_TASK TO COMPLETE_
Starting at the line that contains "of the stitched", write out every line through the last one in the records below, word for word. Leave out any pictures.

_GIVEN RECORDS_

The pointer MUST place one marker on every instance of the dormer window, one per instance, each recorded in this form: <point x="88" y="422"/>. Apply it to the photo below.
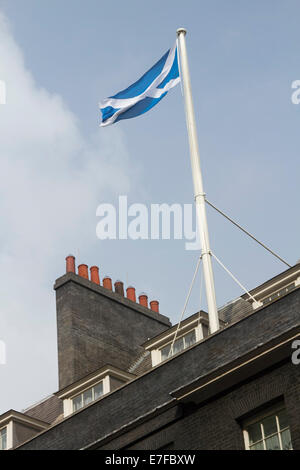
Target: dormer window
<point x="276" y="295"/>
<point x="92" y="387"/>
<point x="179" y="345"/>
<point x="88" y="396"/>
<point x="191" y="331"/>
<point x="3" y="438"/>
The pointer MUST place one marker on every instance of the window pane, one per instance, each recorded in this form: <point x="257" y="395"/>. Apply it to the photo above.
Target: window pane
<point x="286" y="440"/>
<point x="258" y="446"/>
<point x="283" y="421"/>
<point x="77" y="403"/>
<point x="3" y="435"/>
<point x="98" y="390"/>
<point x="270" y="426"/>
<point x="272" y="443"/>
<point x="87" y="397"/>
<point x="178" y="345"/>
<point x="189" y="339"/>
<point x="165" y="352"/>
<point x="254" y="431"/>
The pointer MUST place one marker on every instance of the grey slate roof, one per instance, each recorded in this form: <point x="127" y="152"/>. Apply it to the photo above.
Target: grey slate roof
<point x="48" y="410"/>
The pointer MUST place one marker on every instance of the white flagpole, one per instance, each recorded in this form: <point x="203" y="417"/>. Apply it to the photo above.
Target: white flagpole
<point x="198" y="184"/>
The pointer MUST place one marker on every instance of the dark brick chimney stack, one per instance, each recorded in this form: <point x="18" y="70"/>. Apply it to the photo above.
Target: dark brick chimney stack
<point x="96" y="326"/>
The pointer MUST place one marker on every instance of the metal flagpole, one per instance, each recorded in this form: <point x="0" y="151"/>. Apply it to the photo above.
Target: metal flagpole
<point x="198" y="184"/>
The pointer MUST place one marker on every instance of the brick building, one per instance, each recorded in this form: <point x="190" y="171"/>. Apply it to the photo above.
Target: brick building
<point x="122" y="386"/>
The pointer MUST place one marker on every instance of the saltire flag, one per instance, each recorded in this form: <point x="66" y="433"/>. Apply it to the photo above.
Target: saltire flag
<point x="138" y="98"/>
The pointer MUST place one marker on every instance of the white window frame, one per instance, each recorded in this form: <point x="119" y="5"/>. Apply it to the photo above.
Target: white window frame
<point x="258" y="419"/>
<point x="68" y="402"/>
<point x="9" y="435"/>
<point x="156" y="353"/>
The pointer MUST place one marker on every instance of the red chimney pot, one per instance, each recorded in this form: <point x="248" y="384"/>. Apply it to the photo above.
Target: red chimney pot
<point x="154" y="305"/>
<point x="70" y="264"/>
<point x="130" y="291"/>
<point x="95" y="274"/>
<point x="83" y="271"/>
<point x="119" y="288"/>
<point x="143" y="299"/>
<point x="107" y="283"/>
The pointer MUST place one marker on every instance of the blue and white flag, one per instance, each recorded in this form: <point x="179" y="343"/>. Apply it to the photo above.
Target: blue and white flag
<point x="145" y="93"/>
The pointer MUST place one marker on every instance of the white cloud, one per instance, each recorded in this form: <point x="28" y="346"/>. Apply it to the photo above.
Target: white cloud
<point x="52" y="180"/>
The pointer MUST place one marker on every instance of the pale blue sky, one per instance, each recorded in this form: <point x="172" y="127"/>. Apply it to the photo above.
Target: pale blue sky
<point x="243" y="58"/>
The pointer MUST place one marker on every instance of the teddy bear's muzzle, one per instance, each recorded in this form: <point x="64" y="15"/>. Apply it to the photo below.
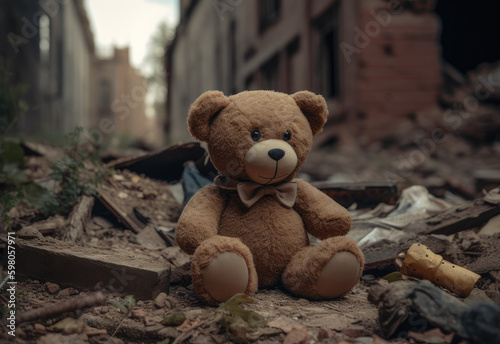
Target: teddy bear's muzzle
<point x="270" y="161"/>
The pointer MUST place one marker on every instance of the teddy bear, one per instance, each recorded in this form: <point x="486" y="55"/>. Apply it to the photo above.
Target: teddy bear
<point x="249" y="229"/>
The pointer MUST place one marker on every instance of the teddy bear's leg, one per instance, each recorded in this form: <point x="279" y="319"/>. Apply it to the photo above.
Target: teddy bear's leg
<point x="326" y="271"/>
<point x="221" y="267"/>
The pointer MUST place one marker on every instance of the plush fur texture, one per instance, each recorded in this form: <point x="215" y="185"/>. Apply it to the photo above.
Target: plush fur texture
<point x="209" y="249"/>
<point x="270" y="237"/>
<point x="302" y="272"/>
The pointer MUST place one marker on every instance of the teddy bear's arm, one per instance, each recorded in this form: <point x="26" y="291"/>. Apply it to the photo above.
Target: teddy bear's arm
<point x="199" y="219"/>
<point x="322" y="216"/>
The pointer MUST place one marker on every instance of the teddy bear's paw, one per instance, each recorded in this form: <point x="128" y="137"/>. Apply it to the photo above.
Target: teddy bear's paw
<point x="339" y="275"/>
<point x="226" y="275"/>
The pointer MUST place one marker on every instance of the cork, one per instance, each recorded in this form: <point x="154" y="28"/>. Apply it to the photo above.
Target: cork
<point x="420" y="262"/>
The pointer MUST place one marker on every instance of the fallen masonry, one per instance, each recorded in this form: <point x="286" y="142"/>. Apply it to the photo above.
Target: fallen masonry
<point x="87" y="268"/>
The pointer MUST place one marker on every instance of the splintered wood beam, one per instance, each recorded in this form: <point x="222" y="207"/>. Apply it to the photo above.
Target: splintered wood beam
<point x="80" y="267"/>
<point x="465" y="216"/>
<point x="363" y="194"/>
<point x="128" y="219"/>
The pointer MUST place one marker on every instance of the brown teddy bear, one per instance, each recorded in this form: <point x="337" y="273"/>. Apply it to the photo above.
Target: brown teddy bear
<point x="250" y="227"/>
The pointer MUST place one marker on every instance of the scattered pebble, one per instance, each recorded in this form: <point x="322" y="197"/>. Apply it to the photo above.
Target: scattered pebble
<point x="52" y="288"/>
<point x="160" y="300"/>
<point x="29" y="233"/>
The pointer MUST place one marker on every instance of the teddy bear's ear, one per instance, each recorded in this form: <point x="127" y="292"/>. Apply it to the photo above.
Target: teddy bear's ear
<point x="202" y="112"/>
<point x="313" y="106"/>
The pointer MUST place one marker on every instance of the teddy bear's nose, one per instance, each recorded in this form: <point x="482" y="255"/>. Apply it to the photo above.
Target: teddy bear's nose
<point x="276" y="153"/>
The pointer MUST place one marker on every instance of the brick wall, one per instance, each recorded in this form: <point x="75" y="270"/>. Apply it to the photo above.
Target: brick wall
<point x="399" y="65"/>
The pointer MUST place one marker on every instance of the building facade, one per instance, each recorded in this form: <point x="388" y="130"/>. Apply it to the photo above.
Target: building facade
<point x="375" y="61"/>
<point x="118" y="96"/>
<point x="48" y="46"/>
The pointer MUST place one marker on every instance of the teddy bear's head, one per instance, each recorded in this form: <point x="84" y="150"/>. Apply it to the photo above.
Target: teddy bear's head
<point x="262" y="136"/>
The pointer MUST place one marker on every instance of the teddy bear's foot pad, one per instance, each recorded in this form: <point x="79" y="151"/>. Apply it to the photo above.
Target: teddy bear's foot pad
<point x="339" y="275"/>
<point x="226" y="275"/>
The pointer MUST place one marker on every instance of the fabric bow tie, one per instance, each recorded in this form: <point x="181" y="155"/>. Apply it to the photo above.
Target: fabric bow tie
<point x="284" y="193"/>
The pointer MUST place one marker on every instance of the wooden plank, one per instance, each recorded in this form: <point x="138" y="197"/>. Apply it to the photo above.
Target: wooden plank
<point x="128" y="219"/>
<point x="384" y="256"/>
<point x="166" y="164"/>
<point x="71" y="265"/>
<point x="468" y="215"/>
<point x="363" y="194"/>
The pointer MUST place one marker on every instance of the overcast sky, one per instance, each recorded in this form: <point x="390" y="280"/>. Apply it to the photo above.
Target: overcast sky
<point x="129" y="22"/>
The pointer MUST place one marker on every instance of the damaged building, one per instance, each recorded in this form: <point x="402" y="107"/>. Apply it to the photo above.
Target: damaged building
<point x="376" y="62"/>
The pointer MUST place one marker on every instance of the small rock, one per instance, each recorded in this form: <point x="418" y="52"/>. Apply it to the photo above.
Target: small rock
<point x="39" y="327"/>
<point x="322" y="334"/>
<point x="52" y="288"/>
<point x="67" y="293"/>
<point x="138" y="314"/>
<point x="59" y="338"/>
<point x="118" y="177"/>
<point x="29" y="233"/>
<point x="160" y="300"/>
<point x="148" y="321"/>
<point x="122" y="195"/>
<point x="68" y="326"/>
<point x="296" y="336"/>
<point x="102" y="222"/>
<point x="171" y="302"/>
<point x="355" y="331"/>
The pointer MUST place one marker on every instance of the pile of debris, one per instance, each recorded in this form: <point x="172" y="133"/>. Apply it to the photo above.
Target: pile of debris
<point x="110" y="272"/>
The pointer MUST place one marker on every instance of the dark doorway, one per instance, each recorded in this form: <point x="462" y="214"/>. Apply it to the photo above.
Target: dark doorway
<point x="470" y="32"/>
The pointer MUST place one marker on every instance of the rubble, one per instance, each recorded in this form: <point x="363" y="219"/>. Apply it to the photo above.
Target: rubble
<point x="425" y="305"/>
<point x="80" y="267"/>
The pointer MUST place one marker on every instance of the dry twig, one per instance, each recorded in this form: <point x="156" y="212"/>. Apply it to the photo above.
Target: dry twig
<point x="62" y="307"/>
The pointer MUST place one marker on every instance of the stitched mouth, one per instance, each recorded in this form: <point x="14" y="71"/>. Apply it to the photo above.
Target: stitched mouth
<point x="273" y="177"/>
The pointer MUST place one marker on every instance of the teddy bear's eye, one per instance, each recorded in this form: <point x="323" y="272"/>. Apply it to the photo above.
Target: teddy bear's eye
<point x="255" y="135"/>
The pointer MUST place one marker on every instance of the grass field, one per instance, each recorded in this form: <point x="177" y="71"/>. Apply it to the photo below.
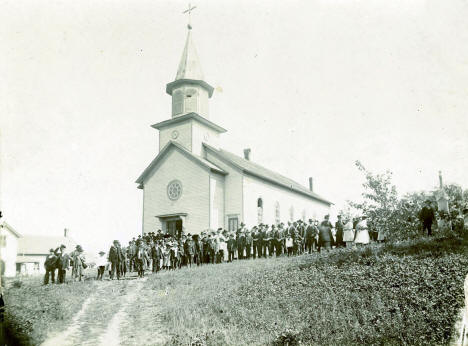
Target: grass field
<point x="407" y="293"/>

_EXERCISE ANSWER_
The pointer MUST place one marker on every instance of the stitched mouth, one per instance, each recorded in this form: <point x="14" y="71"/>. Apply it to the photo above.
Target: stitched mouth
<point x="273" y="177"/>
The pointer MUST place one marker on every instance of the teddy bear's eye, one per instance, each recorded in this form: <point x="323" y="272"/>. Apply it to the photo above.
Target: teddy bear's eye
<point x="255" y="135"/>
The pointer MUST place one marker on every instance of the grass field, one per instance, each recorded in this form: <point x="177" y="71"/>. Apply it to the photo below.
Target: grass field
<point x="407" y="293"/>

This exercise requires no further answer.